What to do
Scan the records below and copy every line that contains the string "several".

Extracted data entries:
#####

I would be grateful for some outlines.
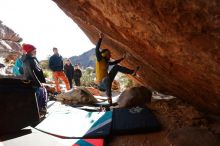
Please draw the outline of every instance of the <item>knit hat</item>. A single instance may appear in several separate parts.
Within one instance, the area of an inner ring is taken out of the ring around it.
[[[33,45],[30,45],[30,44],[23,44],[22,48],[27,53],[30,53],[30,52],[36,50],[36,48]]]

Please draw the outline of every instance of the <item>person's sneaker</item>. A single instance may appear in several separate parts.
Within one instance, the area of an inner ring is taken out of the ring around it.
[[[137,71],[138,71],[140,68],[141,68],[140,66],[136,67],[136,69],[134,70],[134,73],[133,73],[132,75],[133,75],[133,76],[136,76]]]
[[[44,107],[39,112],[40,112],[40,117],[45,117],[45,115],[47,114],[47,108]]]
[[[105,108],[102,107],[102,106],[100,106],[98,111],[99,111],[99,112],[105,112]]]
[[[105,111],[110,111],[110,106],[105,107]]]

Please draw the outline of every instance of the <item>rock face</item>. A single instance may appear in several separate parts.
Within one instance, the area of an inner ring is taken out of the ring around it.
[[[22,38],[0,20],[0,57],[10,60],[13,55],[19,54],[21,51],[20,41]]]
[[[219,0],[54,0],[136,81],[220,115]]]

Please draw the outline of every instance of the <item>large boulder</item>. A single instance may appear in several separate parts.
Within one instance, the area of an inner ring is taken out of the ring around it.
[[[144,86],[132,87],[121,93],[117,101],[120,108],[145,106],[150,103],[152,92]]]
[[[91,105],[98,102],[96,98],[84,87],[78,87],[76,89],[58,94],[55,98],[58,101],[68,105]]]
[[[53,0],[135,80],[220,115],[219,0]]]
[[[0,20],[0,57],[15,60],[21,54],[22,38]]]

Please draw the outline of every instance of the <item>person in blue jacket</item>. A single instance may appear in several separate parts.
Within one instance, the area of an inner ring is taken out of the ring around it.
[[[23,61],[25,58],[25,51],[22,49],[22,55],[20,57],[18,57],[15,61],[15,65],[12,68],[12,72],[15,76],[20,76],[24,74],[24,70],[23,70]]]
[[[59,79],[62,79],[66,85],[66,90],[70,90],[69,81],[64,73],[63,57],[58,53],[57,48],[53,48],[53,55],[49,59],[49,68],[53,72],[54,82],[56,86],[56,92],[61,93],[59,86]]]

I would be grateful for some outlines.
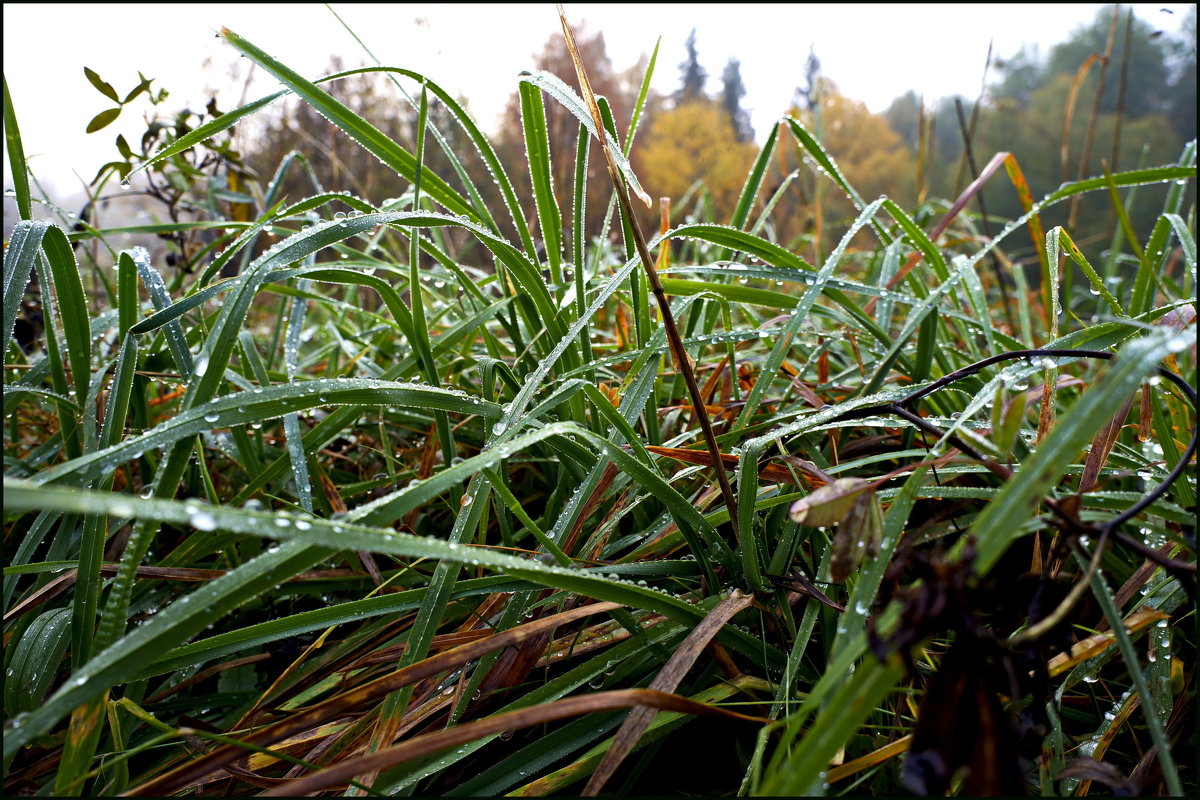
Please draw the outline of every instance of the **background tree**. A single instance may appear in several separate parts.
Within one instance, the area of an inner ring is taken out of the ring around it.
[[[1045,69],[1042,72],[1042,85],[1053,80],[1058,75],[1074,76],[1079,66],[1092,53],[1103,53],[1108,42],[1108,31],[1112,24],[1114,7],[1105,6],[1096,12],[1096,16],[1087,25],[1076,28],[1070,38],[1050,49]],[[1117,34],[1113,43],[1112,63],[1108,66],[1108,76],[1104,82],[1104,90],[1100,98],[1100,110],[1116,111],[1117,94],[1120,81],[1118,73],[1126,58],[1125,42],[1129,42],[1128,83],[1125,90],[1125,113],[1130,117],[1141,117],[1156,111],[1167,110],[1169,89],[1167,49],[1165,42],[1153,37],[1154,28],[1145,20],[1128,17],[1117,9]],[[1125,25],[1132,22],[1131,35],[1127,38]],[[1088,74],[1083,87],[1083,96],[1091,98],[1095,95],[1099,70],[1093,68]]]
[[[592,84],[592,90],[597,95],[605,97],[612,106],[617,132],[624,143],[633,106],[637,101],[637,92],[645,71],[645,62],[639,62],[632,68],[619,72],[613,68],[612,60],[608,57],[603,33],[589,32],[585,26],[581,25],[575,29],[575,36],[580,58],[587,65],[588,80]],[[533,61],[535,69],[557,75],[576,93],[579,93],[575,67],[561,34],[550,36],[542,51],[534,56]],[[579,120],[556,100],[546,98],[545,110],[554,191],[558,197],[559,207],[563,210],[566,224],[569,225]],[[495,141],[497,152],[506,169],[509,170],[509,175],[513,178],[518,195],[522,197],[523,207],[532,208],[533,187],[528,178],[529,167],[525,155],[524,129],[521,124],[521,98],[518,92],[514,91],[509,97],[501,128]],[[522,176],[524,176],[523,179]],[[611,194],[612,186],[608,182],[608,171],[604,166],[604,159],[600,156],[598,148],[593,147],[588,161],[587,230],[599,230],[600,220],[608,208],[608,199]],[[527,200],[530,202],[526,203]]]
[[[1095,18],[1077,28],[1067,40],[1050,48],[1042,58],[1036,49],[1022,48],[1016,56],[996,60],[997,78],[992,81],[980,109],[973,146],[977,166],[997,151],[1013,153],[1028,179],[1034,196],[1053,191],[1065,174],[1079,174],[1084,142],[1091,124],[1093,98],[1099,86],[1099,69],[1093,67],[1079,88],[1067,136],[1068,160],[1062,163],[1062,126],[1068,95],[1079,67],[1093,53],[1103,53],[1113,20],[1113,7],[1097,12]],[[1085,174],[1101,171],[1100,159],[1119,168],[1150,166],[1173,161],[1184,143],[1196,134],[1196,48],[1195,9],[1190,9],[1178,35],[1162,35],[1143,20],[1126,13],[1117,15],[1113,50],[1100,96],[1099,114],[1092,130],[1092,146]],[[1128,26],[1128,31],[1126,27]],[[1128,33],[1128,35],[1127,35]],[[1128,66],[1125,65],[1126,42]],[[1118,107],[1124,67],[1124,102]],[[885,113],[893,130],[915,157],[917,149],[916,95],[896,98]],[[961,134],[953,98],[939,101],[927,112],[935,131],[934,162],[929,175],[931,196],[954,194]],[[1121,118],[1120,137],[1118,115]],[[1115,146],[1115,150],[1114,150]],[[1115,153],[1115,159],[1114,159]],[[1162,203],[1161,187],[1134,193],[1130,209],[1135,226],[1151,224]],[[993,180],[985,190],[989,214],[1012,219],[1021,213],[1012,187]],[[1051,209],[1047,225],[1067,222],[1064,209]],[[1113,212],[1100,193],[1082,198],[1076,241],[1098,253],[1109,241]],[[1026,253],[1030,257],[1032,253]]]
[[[842,95],[828,79],[821,79],[820,84],[819,90],[811,95],[818,98],[815,108],[793,106],[788,114],[810,131],[819,127],[821,144],[863,197],[874,199],[883,194],[894,198],[912,197],[915,159],[887,119],[882,114],[871,113],[866,104]],[[794,150],[785,151],[783,160],[787,170],[798,166]],[[818,219],[824,220],[823,225],[827,226],[821,232],[822,241],[832,241],[857,213],[840,190],[818,192],[818,181],[824,181],[824,188],[828,188],[828,178],[814,175],[807,168],[801,169],[795,191],[786,201],[781,201],[785,207],[775,215],[777,221],[783,223],[777,231],[781,242],[814,232]],[[816,253],[807,253],[808,256],[815,257]]]
[[[1196,138],[1196,7],[1188,9],[1178,38],[1167,40],[1171,124],[1185,141]]]
[[[992,60],[992,68],[999,80],[992,84],[990,94],[993,102],[1012,109],[1029,107],[1029,96],[1042,80],[1043,68],[1036,45],[1021,45],[1015,56]]]
[[[1021,164],[1034,197],[1053,191],[1061,182],[1062,119],[1071,80],[1071,76],[1060,74],[1034,91],[1030,96],[1029,108],[1024,113],[1006,114],[1001,109],[992,109],[981,119],[980,136],[975,143],[977,151],[987,156],[999,150],[1013,153]],[[1087,113],[1080,113],[1077,109],[1072,119],[1066,165],[1067,174],[1072,178],[1078,174],[1088,117]],[[1110,160],[1116,127],[1115,111],[1102,112],[1097,117],[1086,174],[1099,174],[1100,159]],[[1166,114],[1154,112],[1127,116],[1122,123],[1117,160],[1125,169],[1163,164],[1177,158],[1182,147],[1183,142]],[[1022,213],[1015,192],[1001,182],[989,184],[986,201],[988,211],[992,214],[1011,219]],[[1161,208],[1161,191],[1157,187],[1148,187],[1135,193],[1130,216],[1135,226],[1150,226]],[[1107,196],[1103,193],[1085,195],[1081,201],[1077,227],[1073,231],[1076,241],[1085,248],[1091,245],[1092,252],[1097,252],[1107,242],[1106,233],[1111,219],[1112,207]],[[1065,224],[1065,208],[1050,209],[1045,221],[1047,225]]]
[[[1061,159],[1062,124],[1068,93],[1080,65],[1092,54],[1103,53],[1113,21],[1113,6],[1100,9],[1087,25],[1077,28],[1066,41],[1050,49],[1036,77],[1027,75],[1026,85],[1032,86],[1019,108],[1005,102],[1003,91],[981,119],[980,141],[977,147],[989,154],[1003,149],[1014,153],[1029,179],[1034,196],[1055,189],[1065,174],[1074,177],[1080,172],[1080,159],[1090,121],[1092,99],[1099,87],[1099,70],[1093,68],[1080,87],[1079,100],[1068,133],[1068,161]],[[1099,174],[1100,159],[1112,166],[1115,153],[1121,168],[1150,166],[1176,158],[1188,133],[1195,135],[1195,27],[1194,12],[1191,27],[1192,61],[1187,62],[1187,26],[1182,38],[1156,34],[1147,22],[1126,13],[1118,13],[1111,62],[1100,94],[1099,116],[1093,131],[1093,145],[1084,174]],[[1126,30],[1126,26],[1128,30]],[[1126,44],[1128,43],[1128,53]],[[1172,56],[1178,66],[1172,74]],[[1128,59],[1128,66],[1125,66]],[[1034,62],[1036,64],[1036,61]],[[1023,68],[1032,75],[1032,70]],[[1124,73],[1123,102],[1121,97]],[[1189,91],[1191,98],[1186,98]],[[1001,90],[1004,89],[1002,84]],[[1180,108],[1172,100],[1190,99]],[[1122,117],[1120,140],[1114,142],[1118,131],[1118,114]],[[1190,138],[1190,137],[1189,137]],[[1115,150],[1114,150],[1115,147]],[[989,187],[989,211],[1006,216],[1020,213],[1011,189]],[[1152,224],[1161,208],[1162,190],[1139,191],[1133,199],[1130,214],[1134,225]],[[1063,209],[1053,209],[1047,224],[1066,222]],[[1085,196],[1077,216],[1076,241],[1085,248],[1091,245],[1098,251],[1108,241],[1113,224],[1111,204],[1099,194]]]
[[[700,60],[696,53],[695,28],[692,28],[692,32],[688,34],[684,47],[687,48],[687,58],[679,64],[683,78],[679,91],[675,93],[676,105],[704,97],[704,83],[708,80],[708,73],[705,72],[704,67],[700,66]]]
[[[908,145],[914,153],[919,141],[921,120],[921,98],[912,89],[892,101],[883,112],[891,129],[900,135],[901,141]]]
[[[808,58],[804,61],[804,83],[796,87],[792,95],[792,105],[801,111],[817,107],[818,95],[821,88],[821,59],[813,48],[808,50]]]
[[[721,107],[729,115],[733,123],[733,132],[739,142],[754,140],[754,128],[750,126],[750,114],[742,108],[742,97],[746,94],[746,86],[742,83],[741,62],[736,58],[729,59],[725,71],[721,73]]]
[[[703,181],[717,220],[727,220],[758,148],[738,140],[733,122],[711,100],[693,100],[659,113],[633,151],[634,168],[653,197],[676,204]]]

#####

Answer to this exercise
Please draw the outline of every instance of the <item>knit hat</item>. A single instance may appear in several separate parts.
Please draw the outline of every instance of the <item>person's sneaker</item>. A single instance may appear in several separate parts.
Please draw the outline of every instance of the <item>rock face</item>. A single instance may appear in several separate parts.
Please draw the outline of every instance of the <item>large boulder</item>. A single instance may appear in several separate parts.
Please draw the outline of every instance of the <item>person in blue jacket</item>. A single instance may appear in several separate parts.
Please draw the outline of every instance of the **background tree**. A single instance may appear in several separate parts.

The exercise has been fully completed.